◆ Text excerpt:
'''
Oil platforms are actually semi-submersible rigs that are floated over drilling sites. They have pontoons and a column that submerge when flooded with sea water, but the structure does not touch the sea floor. The platforms sit low in the water and are moored with giant anchors.
Transocean is a behemoth in the drilling world. The company calls itself the “world’s largest offshore drilling contractor” and says it has a fleet of over 140 drilling platforms. …”
“…Deepwater Horizon was an ultra-deepwater, dynamically positioned, semi-submersible drilling rig (oil rig) built in 2001. The purpose of this rig was to drill oil wells deep underwater, moving from location to location, as needed. Once the drilling was complete, pumping production was handled by other equipment.
Deepwater Horizon was owned by Transocean and leased to BP through September 2013. In September 2009, she drilled the deepest oil well in history. Deepwater Horizon sank on April 22, 2010, as the result of an explosion two days earlier.
'''
◆ How to complete this task: Carry on the text about offshore drilling rigs and Deepwater Horizon from the point where it stops. The records are separate material with no connection to the text about offshore drilling rigs.

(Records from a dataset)
'''
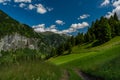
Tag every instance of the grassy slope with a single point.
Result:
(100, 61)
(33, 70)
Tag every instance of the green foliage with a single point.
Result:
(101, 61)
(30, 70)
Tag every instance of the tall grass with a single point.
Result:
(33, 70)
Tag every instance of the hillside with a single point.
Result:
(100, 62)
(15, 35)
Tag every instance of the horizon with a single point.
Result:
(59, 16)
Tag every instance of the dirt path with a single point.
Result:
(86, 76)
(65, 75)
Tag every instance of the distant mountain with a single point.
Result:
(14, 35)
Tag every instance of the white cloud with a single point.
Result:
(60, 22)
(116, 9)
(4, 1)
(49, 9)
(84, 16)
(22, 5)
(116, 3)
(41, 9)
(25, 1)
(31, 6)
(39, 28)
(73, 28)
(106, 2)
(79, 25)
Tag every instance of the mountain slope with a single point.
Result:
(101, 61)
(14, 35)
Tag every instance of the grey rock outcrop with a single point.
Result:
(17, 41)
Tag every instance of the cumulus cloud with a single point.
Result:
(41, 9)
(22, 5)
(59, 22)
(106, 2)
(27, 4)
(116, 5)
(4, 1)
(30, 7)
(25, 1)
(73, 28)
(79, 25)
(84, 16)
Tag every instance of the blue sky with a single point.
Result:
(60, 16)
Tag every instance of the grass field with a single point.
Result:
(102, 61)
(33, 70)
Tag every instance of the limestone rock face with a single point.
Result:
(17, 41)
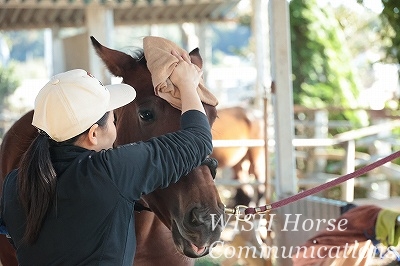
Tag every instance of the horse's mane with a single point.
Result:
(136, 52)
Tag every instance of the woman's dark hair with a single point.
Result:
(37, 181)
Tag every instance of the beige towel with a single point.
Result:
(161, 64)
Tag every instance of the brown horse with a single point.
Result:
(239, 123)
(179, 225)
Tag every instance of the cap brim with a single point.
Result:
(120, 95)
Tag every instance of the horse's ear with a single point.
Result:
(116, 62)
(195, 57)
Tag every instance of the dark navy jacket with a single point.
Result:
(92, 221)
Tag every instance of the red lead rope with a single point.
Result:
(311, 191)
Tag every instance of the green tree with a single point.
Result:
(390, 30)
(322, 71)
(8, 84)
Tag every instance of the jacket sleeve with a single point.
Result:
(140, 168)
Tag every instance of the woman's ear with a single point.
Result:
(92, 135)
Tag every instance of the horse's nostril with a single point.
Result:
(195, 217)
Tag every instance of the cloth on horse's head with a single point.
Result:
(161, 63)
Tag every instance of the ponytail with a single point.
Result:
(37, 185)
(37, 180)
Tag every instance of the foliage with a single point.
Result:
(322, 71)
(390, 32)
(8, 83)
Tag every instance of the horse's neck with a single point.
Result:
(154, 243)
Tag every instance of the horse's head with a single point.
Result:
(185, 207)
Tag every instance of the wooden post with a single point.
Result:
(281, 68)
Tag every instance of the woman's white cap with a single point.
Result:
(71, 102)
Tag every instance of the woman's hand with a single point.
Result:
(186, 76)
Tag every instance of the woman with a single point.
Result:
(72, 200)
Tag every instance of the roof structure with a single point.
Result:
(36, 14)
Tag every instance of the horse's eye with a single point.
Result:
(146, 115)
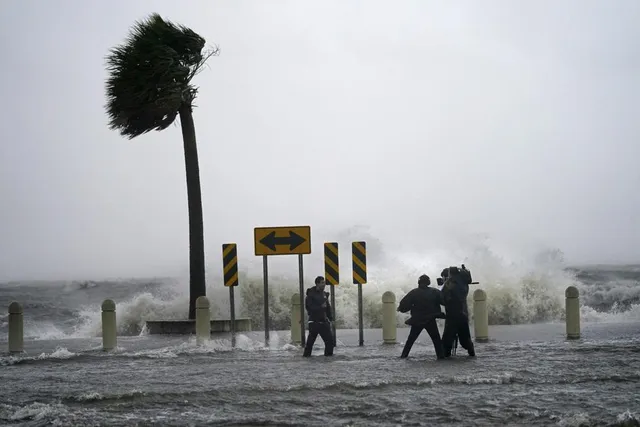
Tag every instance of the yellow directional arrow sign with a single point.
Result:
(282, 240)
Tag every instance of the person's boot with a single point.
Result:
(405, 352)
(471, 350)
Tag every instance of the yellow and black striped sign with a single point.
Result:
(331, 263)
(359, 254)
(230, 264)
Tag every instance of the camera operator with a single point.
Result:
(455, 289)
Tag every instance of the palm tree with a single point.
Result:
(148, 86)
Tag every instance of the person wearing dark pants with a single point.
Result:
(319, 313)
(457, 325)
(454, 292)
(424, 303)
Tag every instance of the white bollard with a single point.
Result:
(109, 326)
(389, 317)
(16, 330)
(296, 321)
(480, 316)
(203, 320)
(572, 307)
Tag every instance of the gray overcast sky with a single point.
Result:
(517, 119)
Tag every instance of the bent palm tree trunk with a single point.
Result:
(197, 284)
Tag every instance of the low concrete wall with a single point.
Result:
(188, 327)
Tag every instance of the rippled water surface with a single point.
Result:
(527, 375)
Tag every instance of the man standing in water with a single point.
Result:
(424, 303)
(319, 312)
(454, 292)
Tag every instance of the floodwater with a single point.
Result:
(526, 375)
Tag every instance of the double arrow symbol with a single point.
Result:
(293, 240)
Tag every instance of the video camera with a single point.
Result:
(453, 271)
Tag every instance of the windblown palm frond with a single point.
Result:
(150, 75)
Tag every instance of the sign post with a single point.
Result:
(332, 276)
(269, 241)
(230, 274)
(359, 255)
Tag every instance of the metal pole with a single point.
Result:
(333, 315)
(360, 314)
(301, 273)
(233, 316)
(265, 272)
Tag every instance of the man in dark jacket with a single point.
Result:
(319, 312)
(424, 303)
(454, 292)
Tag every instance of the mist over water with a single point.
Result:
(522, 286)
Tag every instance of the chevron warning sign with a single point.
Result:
'''
◆ Result for this task:
Designed originally for R&B Falcon, Deepwater Horizon was built by Hyundai Heavy Industries in Ulsan, South Korea. Construction started in December 1998 and she was delivered in February 2001 after the acquisition of R&B Falcon by Transocean. She was the second rig constructed of a class of two, although the Deepwater Nautilus, her predecessor, is not dynamically positioned. Since arriving in the Gulf of Mexico, Deepwater Horizon was under contract to BP Exploration. Her work included wells in the Atlantis and Thunder Horse fields, a 2006 discovery in the Kaskida field  and the 2009 Tiber oilfield. On September 2, 2009, Deepwater Horizon drilled on the Tiber oilfield the deepest oil and gas well ever drilled with a vertical depth of 35,050 feet (10,680 m) and measured depth of 35,055 feet (10,685 m), of which 4,132 feet (1,259 m) was water.
In 2002, the rig was upgraded with “e-drill”, a drill monitoring system where technicians based in Houston, Texas receive real-time drilling data from the rig and transmit maintenance and troubleshooting information.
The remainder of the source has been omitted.